* _Assignment A_
Reproduce verbatim the passage of the ear health study abstract between "B Monash University" and "author. Email: email@example.com.", inclusive.
* _Assignment B_
Name every ear health program mentioned in the ear health study abstract.

* _Excerpted text_
Less germs, less mucus, less snot: teachers’ and health workers’ perceptions of the benefits and barriers of ear health programs in lower primary school classesJune Doyle A B C and Eli Ristevski B
A South Metropolitan Public Health Unit, PO Box 546, Fremantle, WA 6959, Australia.
B Monash University Department of Rural and Indigenous Health, PO Box 973, Moe, Vic. 3825, Australia.
C Corresponding author. Email: email@example.com.
Australian Journal of Primary Health 16(4) 352-359 http://dx.doi.org/10.1071/PY10024
Submitted: 9 June 2010 Accepted: 27 October 2010 Published: 3 December 2010
This study explored health and education professionals’ perceptions of the health benefits and barriers of different ear health programs used in lower primary school classes in two district education areas in the Goldfields South East Health Region, Western Australia. Health and education staff providing services to children in kindergarten to year three primary school classes were sent a questionnaire about ear health programs provided in their school. Sixty-one questionnaires were returned from 43 teachers, 14 community health nurses, three Aboriginal health workers and one teacher’s assistant. Some schools implemented all the ear health programs examined at all year levels while others implemented only one of the programs. Teachers, community health nurses and Aboriginal health workers identified that all ear health programs were beneficial to students. Reported physical health benefits included reduced ear infections, early detection of ear infections and improved hearing. Behavioural benefits included improved concentration, alertness and attention in the classroom. Barriers to implementing the programs were obtaining consent from parents/carers, student transience and attendance, time to implement and conduct the programs and human and physical resources. Evaluation methods used varied from no evaluation for the Breathe Blow Cough and tissue spearing programs to limited data collection for audiometry, otoscopy and ear toilet programs. Respondents perceived that ear health programs were effective in improving health and behavioural outcomes for children. A formal pre-post evaluation to provide objective data to confirm this is needed to inform policy around this important health issue.
Additional keywords: Breathe Blow Cough program, children, prevention.

* _Provided records_
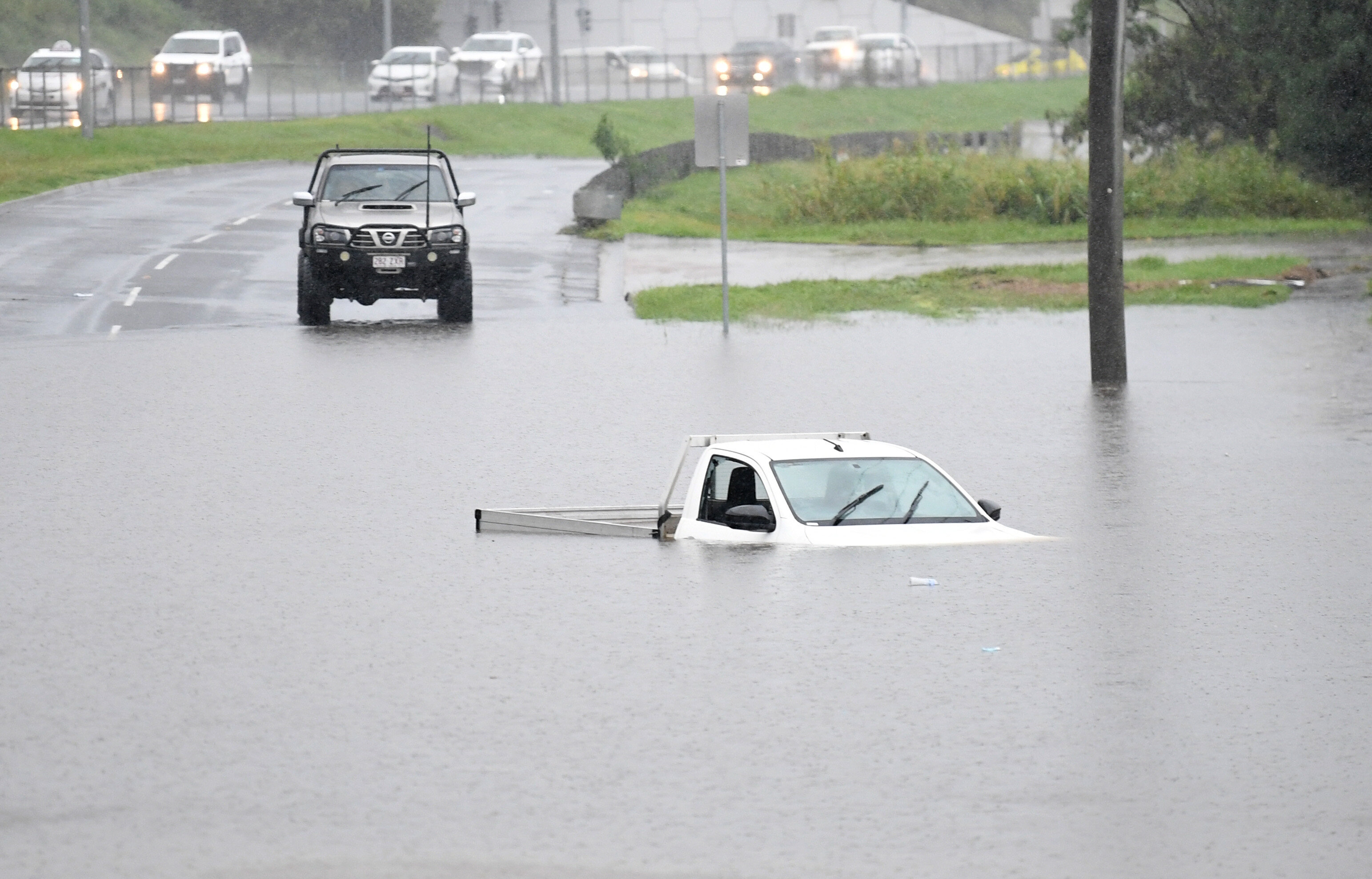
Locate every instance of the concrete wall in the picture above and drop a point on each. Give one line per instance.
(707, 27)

--

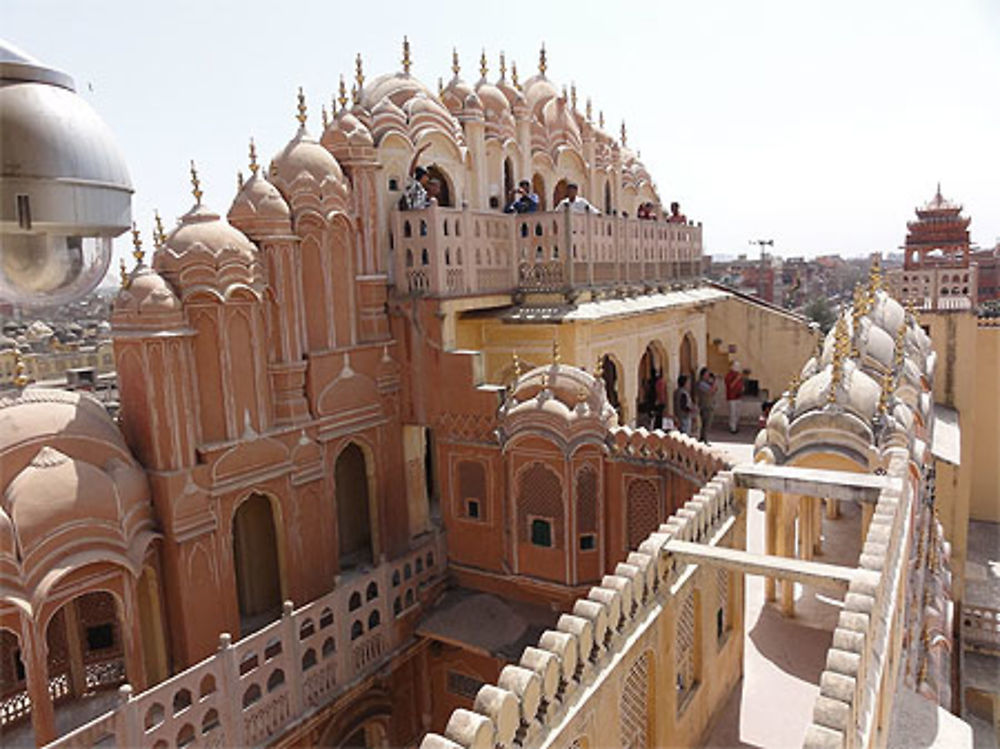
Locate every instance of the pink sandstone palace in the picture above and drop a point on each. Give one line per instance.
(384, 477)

* _Your solution A_
B Monash University Department of Rural and Indigenous Health, PO Box 973, Moe, Vic. 3825, Australia.
C Corresponding author. Email: email@example.com.

* _Your solution B_
Breathe Blow Cough
tissue spearing
audiometry
otoscopy
ear toilet